Aufgabenstellung:
Schreiben Sie alle folgenden Daten Zeile für Zeile unverändert ab.

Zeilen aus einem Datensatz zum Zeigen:
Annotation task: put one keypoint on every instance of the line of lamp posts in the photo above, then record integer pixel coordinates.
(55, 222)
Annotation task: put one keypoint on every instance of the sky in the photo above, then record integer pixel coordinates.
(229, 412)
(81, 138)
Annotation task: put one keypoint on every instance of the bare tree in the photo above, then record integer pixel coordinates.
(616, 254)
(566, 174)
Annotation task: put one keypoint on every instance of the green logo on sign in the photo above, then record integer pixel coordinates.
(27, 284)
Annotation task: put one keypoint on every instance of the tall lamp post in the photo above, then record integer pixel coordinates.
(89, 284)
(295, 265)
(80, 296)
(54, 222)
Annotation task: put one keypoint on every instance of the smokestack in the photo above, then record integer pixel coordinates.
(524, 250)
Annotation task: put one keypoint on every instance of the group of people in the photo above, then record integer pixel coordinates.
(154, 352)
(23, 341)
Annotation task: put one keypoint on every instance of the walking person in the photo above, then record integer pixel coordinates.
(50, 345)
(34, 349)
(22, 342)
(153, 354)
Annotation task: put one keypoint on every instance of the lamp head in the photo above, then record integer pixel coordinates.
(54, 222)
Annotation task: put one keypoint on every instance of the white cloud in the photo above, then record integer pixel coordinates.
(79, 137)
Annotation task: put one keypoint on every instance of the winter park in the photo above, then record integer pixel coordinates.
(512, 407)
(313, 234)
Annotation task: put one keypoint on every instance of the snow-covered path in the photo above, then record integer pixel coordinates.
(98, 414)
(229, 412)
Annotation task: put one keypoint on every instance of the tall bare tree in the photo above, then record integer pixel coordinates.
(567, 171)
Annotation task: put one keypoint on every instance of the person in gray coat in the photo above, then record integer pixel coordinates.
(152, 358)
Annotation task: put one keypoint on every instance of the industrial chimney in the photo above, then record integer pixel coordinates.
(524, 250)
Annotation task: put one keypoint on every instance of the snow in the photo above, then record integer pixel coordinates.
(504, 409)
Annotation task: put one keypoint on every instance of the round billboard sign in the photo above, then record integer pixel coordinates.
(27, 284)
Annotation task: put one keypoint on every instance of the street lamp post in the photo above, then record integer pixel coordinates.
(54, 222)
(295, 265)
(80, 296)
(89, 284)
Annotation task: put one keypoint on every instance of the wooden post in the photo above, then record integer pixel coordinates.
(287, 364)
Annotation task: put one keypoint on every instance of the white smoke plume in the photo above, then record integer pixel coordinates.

Lösung:
Annotation task: put one keypoint on every instance of the line of lamp posts in the photo above, then record integer pixel coordinates.
(55, 222)
Annotation task: put one keypoint on every instance of the sky in the photo above, then record integer pixel coordinates.
(229, 412)
(81, 138)
Annotation task: put one keypoint on every instance of the bare tree in the photo above, then record integer pixel coordinates.
(616, 254)
(566, 174)
Annotation task: put one keypoint on every instance of the green logo on sign in the photo above, then record integer pixel coordinates.
(27, 284)
Annotation task: put one keypoint on every instance of the tall lamp post in the photo above, then record integer pixel coordinates.
(89, 284)
(295, 265)
(80, 296)
(54, 222)
Annotation task: put one keypoint on every instance of the smokestack in the photo above, then record integer pixel coordinates.
(524, 250)
Annotation task: put one keypoint on every instance of the group of people in the photo above, then record integer pixel coordinates.
(154, 352)
(23, 341)
Annotation task: put one keypoint on every instance of the walking person in the photo above, then record integer pixel coordinates.
(50, 345)
(34, 349)
(22, 342)
(153, 354)
Annotation task: put one keypoint on every instance of the lamp head in the photo above, then record integer pixel coordinates.
(54, 222)
Annotation task: put one keypoint on every instance of the white cloud in the photo above, then record integer pixel coordinates.
(79, 137)
Annotation task: put one keypoint on every instance of the winter park in the photo above, then record integer pixel coordinates.
(512, 407)
(313, 234)
Annotation task: put one keypoint on every instance of the snow-covered path in the photo above, then record integer pixel coordinates.
(98, 414)
(229, 412)
Annotation task: put one keypoint on every instance of the tall bare tree in the photo above, then record integer pixel coordinates.
(567, 171)
Annotation task: put one keypoint on every instance of the person in gray coat in the photo above, then record integer pixel coordinates.
(152, 358)
Annotation task: put one keypoint on every instance of the industrial chimney in the photo above, then record integer pixel coordinates.
(524, 250)
Annotation task: put one keypoint on every instance of the snow in the photo above, then record integer pixel coordinates.
(504, 409)
Annotation task: put one keypoint on every instance of the round billboard sign in the photo above, then record integer pixel coordinates.
(27, 284)
Annotation task: put one keypoint on every instance of the street lamp post in the photo above, then record integer pixel coordinates.
(54, 222)
(295, 265)
(80, 296)
(89, 284)
Annotation task: put one keypoint on every instance of the wooden post in the photo above, then record integer pixel coordinates.
(287, 364)
Annotation task: put one keypoint on every instance of the white smoke plume in the photo above, then record integer pixel coordinates.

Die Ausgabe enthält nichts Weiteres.